*WHAT THE TASK REQUIRES*. Copy the records below line for line, changing nothing.

[Source records]
================

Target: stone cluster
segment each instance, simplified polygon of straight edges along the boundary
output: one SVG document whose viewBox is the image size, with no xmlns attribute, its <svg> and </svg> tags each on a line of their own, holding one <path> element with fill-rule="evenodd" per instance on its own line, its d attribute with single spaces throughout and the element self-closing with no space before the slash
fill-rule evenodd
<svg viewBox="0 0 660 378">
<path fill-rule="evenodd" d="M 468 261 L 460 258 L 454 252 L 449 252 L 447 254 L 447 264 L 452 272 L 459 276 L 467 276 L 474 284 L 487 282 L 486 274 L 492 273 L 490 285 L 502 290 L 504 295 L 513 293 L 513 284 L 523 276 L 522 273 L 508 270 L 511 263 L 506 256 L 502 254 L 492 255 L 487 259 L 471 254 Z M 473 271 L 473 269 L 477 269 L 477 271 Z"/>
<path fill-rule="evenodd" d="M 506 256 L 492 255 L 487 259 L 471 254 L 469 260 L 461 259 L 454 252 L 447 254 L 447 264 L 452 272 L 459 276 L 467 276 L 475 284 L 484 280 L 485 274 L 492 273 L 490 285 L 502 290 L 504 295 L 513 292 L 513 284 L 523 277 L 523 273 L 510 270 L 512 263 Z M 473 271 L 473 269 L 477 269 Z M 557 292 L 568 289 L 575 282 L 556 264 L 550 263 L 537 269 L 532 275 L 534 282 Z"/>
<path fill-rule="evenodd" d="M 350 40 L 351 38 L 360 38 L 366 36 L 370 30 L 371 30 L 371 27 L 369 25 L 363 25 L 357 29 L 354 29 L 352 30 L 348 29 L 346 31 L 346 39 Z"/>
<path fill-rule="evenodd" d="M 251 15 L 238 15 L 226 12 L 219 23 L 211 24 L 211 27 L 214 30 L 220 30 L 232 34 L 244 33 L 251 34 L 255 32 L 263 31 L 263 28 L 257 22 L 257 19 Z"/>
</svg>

================

*SOLUTION FOR THIS PROBLEM*.
Target: stone cluster
segment each instance, simplified polygon of straight edges along the boundary
output: one SVG document whose viewBox is the image size, with no xmlns attribute, its <svg> and </svg> tags each on a line of their own, holding one <path> element with fill-rule="evenodd" per instance on its own line, its d attribute with single spaces throughout and the element self-closing with no space before the slash
fill-rule evenodd
<svg viewBox="0 0 660 378">
<path fill-rule="evenodd" d="M 468 261 L 460 258 L 454 252 L 449 252 L 447 254 L 447 264 L 452 272 L 459 276 L 467 276 L 474 284 L 487 282 L 486 274 L 492 273 L 490 285 L 502 290 L 504 295 L 513 293 L 513 284 L 523 276 L 522 273 L 508 270 L 511 263 L 506 256 L 502 254 L 492 255 L 487 259 L 471 254 Z M 473 271 L 473 269 L 477 269 L 477 271 Z"/>
<path fill-rule="evenodd" d="M 506 256 L 492 255 L 487 259 L 471 254 L 469 260 L 461 259 L 454 252 L 447 254 L 447 264 L 452 272 L 459 276 L 467 276 L 475 284 L 484 280 L 485 274 L 492 273 L 490 285 L 502 290 L 504 295 L 513 292 L 513 284 L 523 277 L 523 273 L 510 270 L 512 263 Z M 473 271 L 473 269 L 477 269 Z M 557 292 L 568 289 L 575 282 L 556 264 L 550 263 L 537 269 L 532 275 L 534 282 Z"/>
<path fill-rule="evenodd" d="M 350 40 L 351 38 L 360 38 L 366 36 L 370 30 L 371 30 L 371 27 L 369 25 L 363 25 L 357 29 L 354 29 L 352 30 L 348 29 L 346 31 L 346 39 Z"/>
<path fill-rule="evenodd" d="M 251 15 L 238 15 L 226 12 L 219 23 L 211 24 L 211 27 L 214 30 L 220 30 L 232 34 L 244 33 L 251 34 L 255 32 L 263 31 L 263 28 L 257 22 L 257 19 Z"/>
</svg>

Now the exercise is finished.